Am Pflichtteil führt fast kein Weg vorbei

Nur in den seltensten Fällen (§ 2333 BGB)  gelingt es dem Erblasser aber, Pflichtteilsansprüche derjenigen Personen zu verhindern, die er durch Testament oder Erbvertrag von der Erbfolge ausgeschlossen und damit enterbt hat.

Erblasser, die die Pflichtteilsproblematik zu Lebzeiten erkennen, suchen natürlich nach Strategien, wie sie den Pflichtteil aushebeln und damit ihrem Erben den absehbaren Streit mit dem Pflichtteilsberechtigten ersparen können.

Ein Weg, Pflichtteilsansprüche zu minimieren, kann in der lebzeitigen Weggabe von Vermögen durch den Erblasser liegen.

Datensätze:

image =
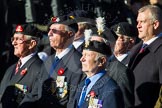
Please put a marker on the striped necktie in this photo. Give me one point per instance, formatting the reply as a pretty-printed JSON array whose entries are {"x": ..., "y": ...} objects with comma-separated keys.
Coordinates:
[
  {"x": 143, "y": 48},
  {"x": 83, "y": 94},
  {"x": 18, "y": 66}
]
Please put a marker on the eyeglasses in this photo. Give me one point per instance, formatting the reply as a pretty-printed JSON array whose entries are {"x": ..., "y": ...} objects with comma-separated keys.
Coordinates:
[
  {"x": 18, "y": 40},
  {"x": 61, "y": 32}
]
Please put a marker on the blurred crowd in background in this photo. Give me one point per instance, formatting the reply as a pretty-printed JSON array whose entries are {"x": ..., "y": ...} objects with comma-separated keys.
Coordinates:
[{"x": 39, "y": 12}]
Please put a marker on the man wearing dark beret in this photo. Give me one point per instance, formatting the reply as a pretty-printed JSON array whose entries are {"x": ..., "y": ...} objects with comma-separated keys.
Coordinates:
[
  {"x": 20, "y": 77},
  {"x": 61, "y": 72},
  {"x": 98, "y": 90},
  {"x": 126, "y": 39}
]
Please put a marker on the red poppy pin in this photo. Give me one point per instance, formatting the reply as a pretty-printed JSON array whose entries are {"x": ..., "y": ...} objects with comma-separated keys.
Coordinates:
[
  {"x": 23, "y": 72},
  {"x": 19, "y": 28},
  {"x": 55, "y": 19},
  {"x": 61, "y": 71},
  {"x": 92, "y": 94}
]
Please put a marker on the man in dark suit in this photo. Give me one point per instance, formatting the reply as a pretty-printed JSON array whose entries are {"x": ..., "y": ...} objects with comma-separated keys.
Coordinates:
[
  {"x": 146, "y": 59},
  {"x": 121, "y": 74},
  {"x": 58, "y": 80},
  {"x": 126, "y": 39},
  {"x": 102, "y": 91},
  {"x": 20, "y": 77}
]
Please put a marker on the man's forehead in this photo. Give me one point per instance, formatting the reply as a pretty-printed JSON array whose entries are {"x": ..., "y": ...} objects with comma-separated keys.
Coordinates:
[
  {"x": 18, "y": 35},
  {"x": 89, "y": 51},
  {"x": 59, "y": 26}
]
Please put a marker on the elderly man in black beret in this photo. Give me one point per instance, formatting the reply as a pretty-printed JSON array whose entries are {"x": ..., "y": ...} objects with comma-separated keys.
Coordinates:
[
  {"x": 126, "y": 39},
  {"x": 98, "y": 90},
  {"x": 61, "y": 72},
  {"x": 20, "y": 77}
]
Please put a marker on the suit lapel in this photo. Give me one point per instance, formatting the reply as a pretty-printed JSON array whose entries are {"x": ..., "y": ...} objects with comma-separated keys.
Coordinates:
[
  {"x": 96, "y": 87},
  {"x": 63, "y": 64},
  {"x": 27, "y": 65}
]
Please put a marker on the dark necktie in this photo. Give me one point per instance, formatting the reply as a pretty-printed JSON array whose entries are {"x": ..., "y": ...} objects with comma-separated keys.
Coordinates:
[
  {"x": 18, "y": 66},
  {"x": 143, "y": 48},
  {"x": 83, "y": 94},
  {"x": 55, "y": 62}
]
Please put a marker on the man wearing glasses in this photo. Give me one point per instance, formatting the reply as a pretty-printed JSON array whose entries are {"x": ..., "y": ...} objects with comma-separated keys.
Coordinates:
[
  {"x": 61, "y": 72},
  {"x": 20, "y": 77}
]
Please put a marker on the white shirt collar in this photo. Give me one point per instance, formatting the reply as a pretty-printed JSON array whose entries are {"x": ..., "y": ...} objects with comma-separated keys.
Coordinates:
[
  {"x": 64, "y": 52},
  {"x": 25, "y": 59},
  {"x": 78, "y": 43},
  {"x": 120, "y": 58},
  {"x": 151, "y": 40}
]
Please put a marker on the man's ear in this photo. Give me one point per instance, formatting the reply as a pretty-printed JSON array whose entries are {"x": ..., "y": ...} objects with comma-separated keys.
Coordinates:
[
  {"x": 102, "y": 61},
  {"x": 156, "y": 24},
  {"x": 32, "y": 44},
  {"x": 71, "y": 34}
]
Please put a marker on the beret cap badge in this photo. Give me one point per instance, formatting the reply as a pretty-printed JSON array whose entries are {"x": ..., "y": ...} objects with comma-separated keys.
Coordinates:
[
  {"x": 55, "y": 19},
  {"x": 19, "y": 28}
]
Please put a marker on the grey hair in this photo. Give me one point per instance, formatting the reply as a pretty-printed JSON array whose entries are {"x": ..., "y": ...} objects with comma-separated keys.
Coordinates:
[
  {"x": 67, "y": 28},
  {"x": 99, "y": 55},
  {"x": 156, "y": 13}
]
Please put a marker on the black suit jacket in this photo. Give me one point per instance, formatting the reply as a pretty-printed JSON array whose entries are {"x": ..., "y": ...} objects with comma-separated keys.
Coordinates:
[
  {"x": 124, "y": 78},
  {"x": 125, "y": 61},
  {"x": 106, "y": 90},
  {"x": 41, "y": 95},
  {"x": 10, "y": 95},
  {"x": 147, "y": 70}
]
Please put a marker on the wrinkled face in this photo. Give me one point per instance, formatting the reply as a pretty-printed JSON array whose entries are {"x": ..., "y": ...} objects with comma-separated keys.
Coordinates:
[
  {"x": 89, "y": 62},
  {"x": 58, "y": 36},
  {"x": 145, "y": 26},
  {"x": 21, "y": 45},
  {"x": 122, "y": 44}
]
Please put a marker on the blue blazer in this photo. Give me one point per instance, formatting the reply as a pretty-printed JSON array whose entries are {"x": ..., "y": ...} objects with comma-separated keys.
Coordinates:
[{"x": 106, "y": 90}]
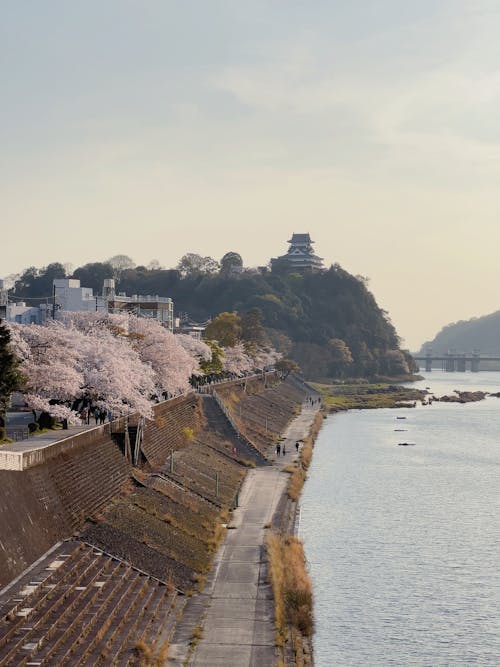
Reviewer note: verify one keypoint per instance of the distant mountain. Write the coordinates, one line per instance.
(328, 321)
(481, 333)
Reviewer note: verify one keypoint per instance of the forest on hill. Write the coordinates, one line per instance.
(328, 321)
(482, 333)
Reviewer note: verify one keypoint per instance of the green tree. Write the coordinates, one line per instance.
(10, 376)
(193, 264)
(214, 364)
(287, 366)
(252, 331)
(93, 275)
(230, 262)
(341, 357)
(225, 329)
(37, 283)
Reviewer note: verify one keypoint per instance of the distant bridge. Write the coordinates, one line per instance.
(455, 362)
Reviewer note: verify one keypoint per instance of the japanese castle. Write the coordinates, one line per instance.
(300, 255)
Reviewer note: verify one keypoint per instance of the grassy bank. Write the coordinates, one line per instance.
(288, 576)
(292, 591)
(362, 396)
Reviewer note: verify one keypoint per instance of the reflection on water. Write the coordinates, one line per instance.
(404, 542)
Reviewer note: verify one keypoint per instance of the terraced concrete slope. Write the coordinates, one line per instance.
(79, 606)
(130, 537)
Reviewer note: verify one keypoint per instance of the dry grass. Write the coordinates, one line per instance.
(291, 586)
(277, 578)
(144, 652)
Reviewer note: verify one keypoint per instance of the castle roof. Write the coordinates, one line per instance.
(300, 239)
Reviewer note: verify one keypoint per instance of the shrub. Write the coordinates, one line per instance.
(46, 421)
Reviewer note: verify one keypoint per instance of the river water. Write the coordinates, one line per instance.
(403, 543)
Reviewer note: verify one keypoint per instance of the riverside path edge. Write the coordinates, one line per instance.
(231, 622)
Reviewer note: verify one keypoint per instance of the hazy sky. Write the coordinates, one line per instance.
(153, 128)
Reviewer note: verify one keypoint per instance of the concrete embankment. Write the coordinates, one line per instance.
(136, 525)
(232, 622)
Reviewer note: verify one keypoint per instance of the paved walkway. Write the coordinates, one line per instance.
(236, 604)
(19, 449)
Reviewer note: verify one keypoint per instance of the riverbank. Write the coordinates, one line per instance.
(292, 588)
(401, 542)
(363, 396)
(231, 622)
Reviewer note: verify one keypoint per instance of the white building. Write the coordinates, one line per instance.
(68, 295)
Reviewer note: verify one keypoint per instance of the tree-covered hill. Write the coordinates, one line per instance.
(482, 333)
(328, 321)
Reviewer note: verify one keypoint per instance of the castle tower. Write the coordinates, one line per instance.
(300, 255)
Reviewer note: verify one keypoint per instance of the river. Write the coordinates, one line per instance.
(403, 543)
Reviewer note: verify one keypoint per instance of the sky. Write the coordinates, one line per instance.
(153, 128)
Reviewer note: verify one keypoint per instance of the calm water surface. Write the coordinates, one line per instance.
(403, 543)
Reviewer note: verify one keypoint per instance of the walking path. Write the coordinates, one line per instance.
(236, 603)
(23, 454)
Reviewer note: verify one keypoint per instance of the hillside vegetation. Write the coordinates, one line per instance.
(328, 321)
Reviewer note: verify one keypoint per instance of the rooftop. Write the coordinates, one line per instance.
(300, 239)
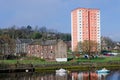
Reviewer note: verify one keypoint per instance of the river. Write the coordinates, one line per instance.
(74, 75)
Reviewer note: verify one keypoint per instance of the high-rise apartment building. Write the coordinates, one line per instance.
(85, 25)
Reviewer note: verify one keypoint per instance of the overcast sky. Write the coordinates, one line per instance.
(55, 14)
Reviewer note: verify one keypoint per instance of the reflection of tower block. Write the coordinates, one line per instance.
(61, 76)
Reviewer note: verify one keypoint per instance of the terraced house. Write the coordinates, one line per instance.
(48, 49)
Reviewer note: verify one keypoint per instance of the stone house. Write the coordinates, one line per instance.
(48, 49)
(21, 45)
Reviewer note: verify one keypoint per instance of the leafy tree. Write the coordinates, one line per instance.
(88, 47)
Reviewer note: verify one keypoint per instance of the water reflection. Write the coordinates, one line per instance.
(62, 76)
(114, 76)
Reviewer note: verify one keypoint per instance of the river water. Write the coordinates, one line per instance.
(74, 75)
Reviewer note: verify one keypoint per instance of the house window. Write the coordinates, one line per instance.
(51, 47)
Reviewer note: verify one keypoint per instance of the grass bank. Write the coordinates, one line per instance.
(76, 64)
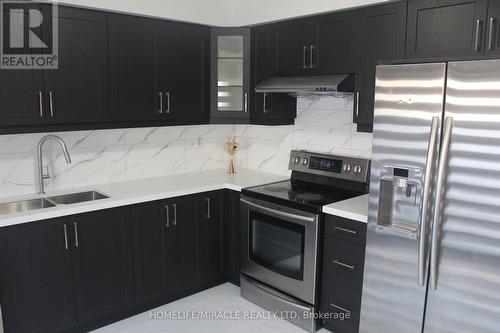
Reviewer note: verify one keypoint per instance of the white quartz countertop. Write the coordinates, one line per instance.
(143, 190)
(354, 209)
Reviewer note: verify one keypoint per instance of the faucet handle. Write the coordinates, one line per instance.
(46, 172)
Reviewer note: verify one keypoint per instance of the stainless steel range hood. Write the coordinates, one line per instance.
(308, 85)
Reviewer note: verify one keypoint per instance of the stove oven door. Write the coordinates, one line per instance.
(280, 247)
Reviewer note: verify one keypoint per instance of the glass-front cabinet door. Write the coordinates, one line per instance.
(230, 73)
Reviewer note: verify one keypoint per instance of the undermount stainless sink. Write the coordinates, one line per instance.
(24, 206)
(67, 199)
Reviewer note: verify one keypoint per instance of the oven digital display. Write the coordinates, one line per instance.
(325, 164)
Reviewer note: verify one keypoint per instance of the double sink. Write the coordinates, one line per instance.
(66, 199)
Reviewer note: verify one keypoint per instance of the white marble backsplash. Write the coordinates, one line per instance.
(104, 156)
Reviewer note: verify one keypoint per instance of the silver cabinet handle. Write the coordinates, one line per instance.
(75, 226)
(51, 104)
(174, 219)
(311, 55)
(443, 160)
(422, 242)
(160, 108)
(66, 245)
(40, 102)
(168, 102)
(343, 264)
(208, 208)
(167, 216)
(491, 33)
(479, 27)
(340, 308)
(264, 109)
(304, 55)
(347, 231)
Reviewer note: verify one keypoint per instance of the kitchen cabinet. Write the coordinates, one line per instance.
(492, 44)
(63, 272)
(382, 37)
(43, 98)
(134, 93)
(102, 263)
(230, 75)
(184, 72)
(446, 28)
(267, 109)
(165, 248)
(37, 278)
(212, 210)
(342, 273)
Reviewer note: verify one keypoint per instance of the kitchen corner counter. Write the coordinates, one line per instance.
(142, 190)
(353, 209)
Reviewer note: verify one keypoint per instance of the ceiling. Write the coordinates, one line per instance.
(221, 12)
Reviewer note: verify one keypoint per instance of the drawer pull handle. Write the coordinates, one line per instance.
(340, 308)
(340, 263)
(347, 231)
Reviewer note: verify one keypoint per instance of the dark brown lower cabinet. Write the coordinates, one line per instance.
(64, 272)
(342, 276)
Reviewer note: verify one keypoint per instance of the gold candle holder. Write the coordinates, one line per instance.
(231, 148)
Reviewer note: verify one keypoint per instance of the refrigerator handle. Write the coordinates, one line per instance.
(440, 187)
(422, 243)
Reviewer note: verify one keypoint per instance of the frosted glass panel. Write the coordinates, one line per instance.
(230, 47)
(230, 72)
(230, 99)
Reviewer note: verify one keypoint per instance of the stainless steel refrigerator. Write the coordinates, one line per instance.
(433, 243)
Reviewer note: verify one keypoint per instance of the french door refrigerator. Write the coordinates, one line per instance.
(433, 243)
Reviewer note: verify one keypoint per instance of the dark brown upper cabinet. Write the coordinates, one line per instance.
(492, 45)
(336, 48)
(446, 28)
(76, 92)
(382, 38)
(230, 75)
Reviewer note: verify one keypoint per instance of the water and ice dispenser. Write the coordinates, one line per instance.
(400, 198)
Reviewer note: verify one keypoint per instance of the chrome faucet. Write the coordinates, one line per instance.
(42, 175)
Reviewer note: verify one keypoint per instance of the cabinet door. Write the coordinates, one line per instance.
(230, 75)
(493, 23)
(153, 278)
(184, 71)
(36, 276)
(292, 41)
(337, 43)
(77, 92)
(382, 38)
(133, 62)
(211, 224)
(21, 96)
(102, 259)
(185, 255)
(446, 28)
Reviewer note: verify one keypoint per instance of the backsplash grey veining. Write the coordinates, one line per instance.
(104, 156)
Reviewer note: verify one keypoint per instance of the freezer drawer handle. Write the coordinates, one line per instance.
(347, 231)
(343, 264)
(422, 241)
(440, 186)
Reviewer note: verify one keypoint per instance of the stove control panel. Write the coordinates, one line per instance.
(330, 165)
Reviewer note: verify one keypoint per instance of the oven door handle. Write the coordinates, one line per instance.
(279, 213)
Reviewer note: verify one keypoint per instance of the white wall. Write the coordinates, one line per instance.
(222, 12)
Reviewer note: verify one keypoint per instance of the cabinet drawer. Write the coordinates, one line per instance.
(343, 306)
(349, 230)
(343, 263)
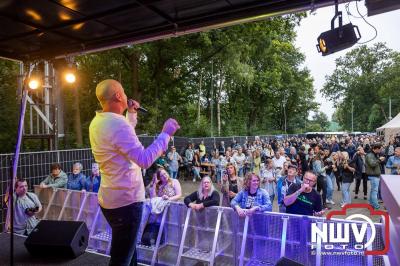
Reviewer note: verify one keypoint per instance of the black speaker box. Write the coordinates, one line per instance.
(287, 262)
(58, 239)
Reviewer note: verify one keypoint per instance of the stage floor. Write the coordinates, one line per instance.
(22, 257)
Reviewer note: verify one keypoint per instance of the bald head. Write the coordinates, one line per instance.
(106, 89)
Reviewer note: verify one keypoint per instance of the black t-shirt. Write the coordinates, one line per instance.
(306, 203)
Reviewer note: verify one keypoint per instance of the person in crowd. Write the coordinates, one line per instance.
(393, 163)
(373, 171)
(256, 161)
(330, 177)
(173, 161)
(221, 148)
(215, 166)
(121, 156)
(196, 165)
(26, 206)
(284, 183)
(348, 178)
(92, 183)
(302, 198)
(56, 179)
(279, 160)
(162, 160)
(164, 187)
(269, 179)
(202, 148)
(251, 198)
(319, 169)
(188, 159)
(360, 174)
(231, 184)
(240, 158)
(205, 196)
(76, 180)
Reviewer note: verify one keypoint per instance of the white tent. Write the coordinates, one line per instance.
(391, 129)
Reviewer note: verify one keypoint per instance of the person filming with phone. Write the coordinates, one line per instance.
(121, 156)
(27, 205)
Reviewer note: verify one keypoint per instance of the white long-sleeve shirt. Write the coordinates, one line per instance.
(121, 156)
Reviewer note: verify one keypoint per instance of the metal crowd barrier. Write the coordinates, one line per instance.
(215, 236)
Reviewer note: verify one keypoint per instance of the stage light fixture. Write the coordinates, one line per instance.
(337, 39)
(70, 77)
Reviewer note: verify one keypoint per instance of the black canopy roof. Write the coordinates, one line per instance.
(33, 29)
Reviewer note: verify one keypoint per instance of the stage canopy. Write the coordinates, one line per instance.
(391, 129)
(45, 29)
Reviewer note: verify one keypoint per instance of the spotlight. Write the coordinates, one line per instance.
(337, 39)
(70, 77)
(33, 83)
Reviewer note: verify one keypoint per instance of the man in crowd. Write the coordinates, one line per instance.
(57, 178)
(240, 158)
(26, 205)
(284, 184)
(303, 198)
(393, 162)
(373, 171)
(121, 156)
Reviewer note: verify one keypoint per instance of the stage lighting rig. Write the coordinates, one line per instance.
(337, 39)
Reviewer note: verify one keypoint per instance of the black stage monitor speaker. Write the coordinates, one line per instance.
(58, 239)
(287, 262)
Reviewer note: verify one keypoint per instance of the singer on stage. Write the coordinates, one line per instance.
(121, 156)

Aufgaben zum Material:
A. Stimmen die folgenden Aussagen mit dem Lesetext zum Pflichtteil überein? Antworten Sie jeweils mit Ja oder Nein und zitieren Sie die entscheidenden Worte des Textes wörtlich.
(i) Erblassern gelingt es meistens, Pflichtteilsansprüche enterbter Personen zu verhindern.
(ii) Eine Enterbung kann durch Testament oder Erbvertrag erfolgen.
(iii) Die lebzeitige Weggabe von Vermögen kann ein Weg sein, Pflichtteilsansprüche zu minimieren.
B. Beantworten Sie anhand des Lesetextes zum Pflichtteil diese Fragen:
(i) Welche Vorschrift des BGB wird genannt?
(ii) Welchen Streit möchten Erblasser ihren Erben ersparen?
(iii) Wer gibt laut dem letzten Satz das Vermögen weg?

Lösungen:
A.
(i) Nein: „Nur in den seltensten Fällen“
(ii) Ja: „die er durch Testament oder Erbvertrag von der Erbfolge ausgeschlossen und damit enterbt hat“
(iii) Ja: „Ein Weg, Pflichtteilsansprüche zu minimieren, kann in der lebzeitigen Weggabe von Vermögen durch den Erblasser liegen.“

B.
(i) § 2333 BGB
(ii) Den absehbaren Streit mit dem Pflichtteilsberechtigten
(iii) Der Erblasser, und zwar zu Lebzeiten